WHAT TO DO:
Print out the material that follows word for word.

THE DATA:
>> begin

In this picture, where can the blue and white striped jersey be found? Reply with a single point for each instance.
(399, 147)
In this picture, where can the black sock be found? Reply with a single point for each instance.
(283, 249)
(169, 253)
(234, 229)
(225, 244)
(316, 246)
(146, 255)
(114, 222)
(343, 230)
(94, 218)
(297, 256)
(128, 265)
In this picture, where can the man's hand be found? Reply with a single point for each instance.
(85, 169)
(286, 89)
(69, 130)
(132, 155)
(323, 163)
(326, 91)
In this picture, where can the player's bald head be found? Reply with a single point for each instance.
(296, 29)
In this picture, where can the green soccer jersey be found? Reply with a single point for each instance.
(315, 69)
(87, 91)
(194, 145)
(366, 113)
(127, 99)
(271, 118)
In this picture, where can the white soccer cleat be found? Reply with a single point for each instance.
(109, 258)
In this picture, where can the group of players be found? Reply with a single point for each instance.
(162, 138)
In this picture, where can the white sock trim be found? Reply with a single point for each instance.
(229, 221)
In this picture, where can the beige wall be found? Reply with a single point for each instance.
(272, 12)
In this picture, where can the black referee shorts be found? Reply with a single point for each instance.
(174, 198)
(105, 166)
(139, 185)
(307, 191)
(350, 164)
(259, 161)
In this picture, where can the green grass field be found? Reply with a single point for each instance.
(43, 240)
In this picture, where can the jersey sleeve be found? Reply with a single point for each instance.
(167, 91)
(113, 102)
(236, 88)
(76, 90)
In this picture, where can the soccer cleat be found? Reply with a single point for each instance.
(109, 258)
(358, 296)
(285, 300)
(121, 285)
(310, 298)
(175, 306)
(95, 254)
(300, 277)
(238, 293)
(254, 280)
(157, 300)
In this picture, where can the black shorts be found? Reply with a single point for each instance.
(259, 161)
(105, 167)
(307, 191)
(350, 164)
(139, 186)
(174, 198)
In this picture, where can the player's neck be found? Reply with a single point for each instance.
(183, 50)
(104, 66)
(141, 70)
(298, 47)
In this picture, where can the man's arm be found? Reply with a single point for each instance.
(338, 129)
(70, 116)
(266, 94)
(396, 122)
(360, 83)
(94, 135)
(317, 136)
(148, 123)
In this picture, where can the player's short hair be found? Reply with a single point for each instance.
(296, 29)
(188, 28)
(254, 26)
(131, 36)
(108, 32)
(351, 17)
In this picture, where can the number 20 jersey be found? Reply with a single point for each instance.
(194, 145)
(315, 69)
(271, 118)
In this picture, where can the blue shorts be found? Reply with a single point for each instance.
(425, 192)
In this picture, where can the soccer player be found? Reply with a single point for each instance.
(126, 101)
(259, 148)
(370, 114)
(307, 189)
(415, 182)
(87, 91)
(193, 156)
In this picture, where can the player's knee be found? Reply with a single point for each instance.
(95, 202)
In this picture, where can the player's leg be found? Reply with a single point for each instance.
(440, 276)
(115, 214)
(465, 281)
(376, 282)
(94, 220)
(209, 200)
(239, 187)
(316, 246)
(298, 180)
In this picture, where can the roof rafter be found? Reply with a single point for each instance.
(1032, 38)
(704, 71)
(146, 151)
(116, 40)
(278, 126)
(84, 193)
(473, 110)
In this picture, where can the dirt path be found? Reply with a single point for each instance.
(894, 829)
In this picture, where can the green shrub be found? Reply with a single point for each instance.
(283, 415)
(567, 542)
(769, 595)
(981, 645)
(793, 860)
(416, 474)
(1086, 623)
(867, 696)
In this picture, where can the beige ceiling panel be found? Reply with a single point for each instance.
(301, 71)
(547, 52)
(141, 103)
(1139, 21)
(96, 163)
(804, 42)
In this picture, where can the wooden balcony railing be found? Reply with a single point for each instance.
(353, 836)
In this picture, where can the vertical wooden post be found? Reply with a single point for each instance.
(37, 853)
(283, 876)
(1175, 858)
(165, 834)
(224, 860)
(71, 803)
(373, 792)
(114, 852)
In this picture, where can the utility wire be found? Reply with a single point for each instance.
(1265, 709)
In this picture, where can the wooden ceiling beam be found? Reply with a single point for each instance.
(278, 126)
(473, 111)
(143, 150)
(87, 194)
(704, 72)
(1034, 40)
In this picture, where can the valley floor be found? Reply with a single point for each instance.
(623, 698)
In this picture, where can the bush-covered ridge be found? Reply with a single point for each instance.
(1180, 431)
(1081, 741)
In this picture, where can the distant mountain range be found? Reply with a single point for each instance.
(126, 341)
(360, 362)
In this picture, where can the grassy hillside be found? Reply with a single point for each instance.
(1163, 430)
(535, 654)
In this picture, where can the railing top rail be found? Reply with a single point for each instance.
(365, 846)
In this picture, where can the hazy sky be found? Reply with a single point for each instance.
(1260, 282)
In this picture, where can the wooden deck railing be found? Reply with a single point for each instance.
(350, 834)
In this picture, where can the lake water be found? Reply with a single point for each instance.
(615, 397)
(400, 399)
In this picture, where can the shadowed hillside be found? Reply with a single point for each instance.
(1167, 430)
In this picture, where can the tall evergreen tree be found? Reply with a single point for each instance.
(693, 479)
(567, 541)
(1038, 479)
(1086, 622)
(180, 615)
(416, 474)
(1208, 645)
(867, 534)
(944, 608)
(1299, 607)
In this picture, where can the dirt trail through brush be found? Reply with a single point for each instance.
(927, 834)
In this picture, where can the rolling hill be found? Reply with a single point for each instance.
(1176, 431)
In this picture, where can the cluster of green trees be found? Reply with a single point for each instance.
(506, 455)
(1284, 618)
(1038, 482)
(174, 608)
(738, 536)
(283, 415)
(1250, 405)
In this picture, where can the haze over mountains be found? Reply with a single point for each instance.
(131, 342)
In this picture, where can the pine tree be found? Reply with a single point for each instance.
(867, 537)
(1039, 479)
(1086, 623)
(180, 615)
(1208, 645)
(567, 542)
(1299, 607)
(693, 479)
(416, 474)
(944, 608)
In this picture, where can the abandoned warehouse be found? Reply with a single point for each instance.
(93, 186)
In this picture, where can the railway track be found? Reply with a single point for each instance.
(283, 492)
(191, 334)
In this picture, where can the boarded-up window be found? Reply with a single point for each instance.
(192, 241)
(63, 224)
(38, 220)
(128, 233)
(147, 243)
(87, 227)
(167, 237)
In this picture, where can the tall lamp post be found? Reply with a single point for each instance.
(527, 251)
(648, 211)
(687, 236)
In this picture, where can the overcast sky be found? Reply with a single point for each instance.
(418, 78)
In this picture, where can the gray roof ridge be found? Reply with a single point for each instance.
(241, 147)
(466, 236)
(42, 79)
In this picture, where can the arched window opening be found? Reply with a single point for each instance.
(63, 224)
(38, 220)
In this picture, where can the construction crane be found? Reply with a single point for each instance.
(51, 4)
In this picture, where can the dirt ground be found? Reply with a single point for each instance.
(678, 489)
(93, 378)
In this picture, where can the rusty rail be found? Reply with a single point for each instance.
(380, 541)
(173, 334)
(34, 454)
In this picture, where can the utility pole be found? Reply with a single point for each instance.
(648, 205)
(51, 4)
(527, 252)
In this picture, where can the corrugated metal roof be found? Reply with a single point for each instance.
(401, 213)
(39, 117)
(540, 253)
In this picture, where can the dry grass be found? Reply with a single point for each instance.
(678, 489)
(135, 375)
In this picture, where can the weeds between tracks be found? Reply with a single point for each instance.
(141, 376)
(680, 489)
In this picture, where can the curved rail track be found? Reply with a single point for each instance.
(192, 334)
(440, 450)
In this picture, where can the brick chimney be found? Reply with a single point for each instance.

>> end

ANSWER IN FULL:
In this picture, where can the blue and white striped jersey be found? Reply with a single point for each instance.
(399, 147)
In this picture, where can the black sock be found? Reply with a single point for each instance.
(283, 249)
(169, 253)
(234, 229)
(225, 244)
(316, 246)
(146, 255)
(114, 222)
(343, 230)
(94, 218)
(297, 256)
(128, 265)
In this picture, where can the man's hand be found? Reply with a single point for each instance.
(85, 169)
(286, 89)
(69, 130)
(132, 155)
(323, 163)
(326, 91)
In this picture, where can the player's bald head be found? Reply with a single point for each instance.
(296, 29)
In this picture, where can the green soccer jersey be found? Reply with a single point for each instance.
(315, 69)
(87, 91)
(194, 145)
(366, 113)
(127, 99)
(271, 118)
In this picture, where can the white soccer cleat be found? Reply with a single point for each instance.
(109, 258)
In this picture, where can the group of players be found? Reply with a single point for each instance.
(162, 138)
In this picture, where can the white sock trim be found? Reply with a single point for each instance.
(229, 221)
In this picture, where can the beige wall be found? Reply with a single point for each instance.
(272, 12)
In this picture, where can the black referee shorts be found? Reply with a single point for each instance.
(174, 198)
(105, 166)
(139, 185)
(307, 191)
(350, 164)
(259, 161)
In this picture, where can the green grass field be found? Reply with a single point for each instance.
(43, 240)
In this picture, where can the jersey sleeve be found? Reply with a single point for each instance.
(167, 91)
(113, 102)
(236, 88)
(76, 90)
In this picture, where can the soccer cleat be found? Reply with a single point for each instance.
(109, 258)
(358, 296)
(285, 300)
(121, 285)
(310, 298)
(175, 306)
(95, 254)
(300, 277)
(238, 293)
(254, 280)
(157, 300)
In this picture, where can the black shorts be found? Reply with a single point for each instance.
(259, 161)
(105, 167)
(307, 191)
(350, 164)
(139, 186)
(174, 198)
In this picture, where can the player's neck be found? Reply with a single point for each instance.
(183, 50)
(104, 66)
(141, 70)
(298, 47)
In this picture, where can the man's arm be found? Reply with a single point for each instance.
(338, 129)
(70, 116)
(266, 94)
(396, 122)
(360, 83)
(94, 135)
(317, 136)
(148, 123)
In this picture, where can the player's short hair be found? Reply with a single point for each instance.
(296, 29)
(188, 28)
(254, 26)
(131, 36)
(108, 32)
(351, 17)
In this picture, where can the number 20 jersey be found? Reply with a single point for each instance.
(194, 145)
(315, 69)
(271, 118)
In this picture, where can the blue shorts be found? Reply with a single point for each instance.
(425, 192)
In this picture, where can the soccer player be found? Reply with a single point for each instance.
(126, 101)
(259, 148)
(370, 114)
(307, 189)
(415, 182)
(87, 91)
(193, 156)
In this picture, where can the player's knee be found? Reply with a single point for each instance.
(95, 202)
In this picture, where can the player's leg be found? Reply with a single point for each instance.
(440, 276)
(115, 214)
(465, 281)
(376, 282)
(94, 220)
(209, 200)
(239, 187)
(316, 246)
(298, 180)
In this picture, where can the roof rafter be found? Reply with a single point for each instance.
(1032, 38)
(704, 71)
(146, 151)
(116, 40)
(278, 126)
(84, 193)
(473, 110)
In this picture, where can the dirt path be found? Reply with a single point for each instance.
(894, 829)
In this picture, where can the green shrub be found? Reply with a single point for each instance.
(283, 415)
(567, 542)
(769, 595)
(981, 645)
(793, 860)
(416, 474)
(1086, 623)
(867, 696)
In this picture, where can the beige ceiling panel be found? Reply with a single point for each instance.
(301, 71)
(547, 52)
(141, 103)
(1139, 21)
(96, 163)
(804, 42)
In this picture, where can the wooden balcony railing be found? Reply with a single point for each instance.
(353, 836)
In this picture, where can the vertical wooden post be found? Reply with a single point for each instance.
(37, 853)
(283, 876)
(1175, 858)
(165, 834)
(224, 860)
(71, 803)
(373, 792)
(114, 852)
In this picture, where can the utility wire be found? Reply with a single point for each instance.
(1265, 709)
In this picture, where can the wooden ceiling beam be found? Reply with a single point for each instance.
(278, 126)
(473, 111)
(143, 150)
(87, 194)
(704, 72)
(1034, 40)
In this picture, where can the valley floor be found? Reply with a single point for each instance.
(623, 698)
In this picture, where can the bush-covered ridge be found? Reply with a single point for each instance.
(1180, 431)
(1081, 741)
In this picture, where can the distant mountain range be found? Reply with a single point for each instance.
(126, 341)
(360, 362)
In this picture, where can the grassy hillside be found? Reply with a single point for each instance.
(1163, 430)
(535, 654)
In this picture, where can the railing top rail be found? Reply with a single point for each instance.
(365, 846)
In this picture, where can the hazy sky be found? Reply with a single point for each instance.
(1260, 282)
In this picture, where can the wooden deck railing be found? Reply with a single point for each instance.
(350, 834)
In this picture, where can the lake water be found? Reply with a single point for each instance.
(615, 397)
(400, 399)
In this picture, where can the shadowed hillside be found? Reply with a single point for each instance.
(1167, 430)
In this picture, where can the tall evergreen tree be found? Reply with a single point for each instance.
(693, 479)
(567, 541)
(1038, 479)
(1086, 622)
(180, 615)
(416, 474)
(1208, 645)
(867, 534)
(944, 608)
(1299, 607)
In this picture, where can the dirt trail through brush be found? Reply with a single point for each instance.
(927, 834)
In this picture, where can the rolling hill be found? Reply with a single point for each instance.
(1176, 431)
In this picture, where can the cluster of green trees be found? Reply with a single point for each instance.
(506, 455)
(1284, 618)
(1038, 482)
(174, 608)
(738, 536)
(283, 415)
(1250, 405)
In this picture, where can the haze over mountains be found? Reply with a single point for each instance.
(131, 342)
In this picture, where can the pine tree be found? Reply with a single point for each instance.
(867, 537)
(1039, 479)
(1086, 623)
(180, 615)
(1208, 645)
(567, 542)
(1299, 607)
(693, 479)
(416, 474)
(944, 608)
In this picture, where can the abandoned warehouse be found? Reply with a single point for each instance.
(93, 186)
In this picture, where can the railway track be found? Reply with a single point for each instance.
(283, 492)
(191, 334)
In this picture, where can the boarded-up window be found? Reply with a single point for each instance.
(192, 241)
(63, 224)
(38, 220)
(128, 233)
(147, 243)
(87, 227)
(167, 237)
In this picture, where can the tall lamp post be found? Reply with a single point for each instance.
(527, 251)
(648, 211)
(687, 236)
In this picture, where can the overcast sky be found? Reply with a single point for each instance.
(418, 78)
In this picture, where can the gray roof ridge be found? Reply with a single point for each instance.
(241, 147)
(466, 236)
(42, 79)
In this picture, where can the arched window opening be found? Reply with a single point for each instance.
(63, 224)
(38, 220)
In this picture, where can the construction crane be found? Reply with a single point for each instance.
(51, 4)
In this picture, where can the dirt ground be found? Reply with a single point for each instance.
(678, 489)
(93, 378)
In this picture, where can the rusty rail be found? Reply with a single point for each instance.
(380, 541)
(173, 334)
(34, 454)
In this picture, where can the utility pole be found? Reply with a single point for each instance.
(648, 205)
(51, 4)
(527, 252)
In this picture, where can the corrugated metal roof be found? Reply with a single point for each instance.
(401, 213)
(39, 117)
(540, 253)
In this picture, where can the dry grass be found? Reply with a single point for each instance.
(678, 489)
(135, 375)
In this picture, where can the weeds between tracks be found? Reply with a single point for each instance.
(141, 376)
(680, 489)
In this picture, where can the curved rail track be found? Reply with a single point for each instance.
(192, 334)
(440, 450)
In this picture, where can the brick chimney be found? Reply with a single point for each instance.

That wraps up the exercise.